Supplied text »
- - - - - - -

How does a rethinking of Richard Serra’s Verb List relate to the Post-Internet use of forms?  Taking one selected verb from each column of Serra’s original list we find:


To Open […] To Collect […] To Expand […] To Continue[1]


Drawn from a list of more than one hundred proposed actions, these four terms speak directly to our cultural situation. Created at that point in time in which the waning influence of the Greenberg school of Modernist thought was eclipsed by the ascent of conceptualism, one can read both positions simultaneously: the heroic lone Modernist studio artist, wresting control over his materials in self-imposed isolation, and the cool intellectual embracing the performative models of conceptual art.  We are currently in a similar moment; the Internet and its cultural impact have become at once totalizing and quotidian, and the philosophical position of the previous era–overlapping and commingling, both in agreement and in opposition–is informing the next critical development.


“Post-Internet Art”[2] in the context proposed by Marisa Olson–and expanded on by Artie Vierkant in The Image Object Post Internet[3]–does not merely imply after the advent of the Internet, the term “post” can have the dual meaning of something performed; e.g.-posting, one of the most ubiquitous acts online.  It also implies the Internet is now imbricated in our everyday experience, and affects our culture in ways both subtle and radical.  We are beyond the parameters of Postmodernism and into what Nicolas Bourriaud calls a “culture of use.”[4]  This shift brings the culture of activity within the reach of anyone possessing an Internet connection, and a moderate skill set that is translatable across a wide variety of online platforms.  Empowering one to take part in culture rather than being its passive consumer creates the potential for a more engaged and empowered social body.

- - - - - - -

Stored data »
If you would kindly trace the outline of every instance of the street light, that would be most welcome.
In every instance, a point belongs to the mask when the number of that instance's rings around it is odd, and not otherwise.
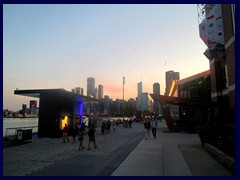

- - - - - - -

Goals »
- a) In the text on Serra's Verb List and Post-Internet art, reproduce everything from "To Open […]" down to "next critical development." word for word.
- b) Condense the paragraph beginning "Drawn from a list of more than one hundred proposed actions" in the text on Serra's Verb List and Post-Internet art, keeping its main facts.

Answers to the exercise »
- a)
To Open […] To Collect […] To Expand […] To Continue[1]


Drawn from a list of more than one hundred proposed actions, these four terms speak directly to our cultural situation. Created at that point in time in which the waning influence of the Greenberg school of Modernist thought was eclipsed by the ascent of conceptualism, one can read both positions simultaneously: the heroic lone Modernist studio artist, wresting control over his materials in self-imposed isolation, and the cool intellectual embracing the performative models of conceptual art.  We are currently in a similar moment; the Internet and its cultural impact have become at once totalizing and quotidian, and the philosophical position of the previous era–overlapping and commingling, both in agreement and in opposition–is informing the next critical development.

- b) Chosen from a list of over one hundred proposed actions, these four verbs speak directly to our cultural situation. The list was made as the Greenberg school of Modernist thought lost ground to conceptualism. It therefore reflects two positions at once: the heroic lone Modernist artist controlling his materials in isolation, and the cool intellectual embracing conceptual art's performative models. We are now in a similar moment. The Internet's cultural impact is both totalizing and quotidian, and the previous era's overlapping philosophical positions are informing the next critical development.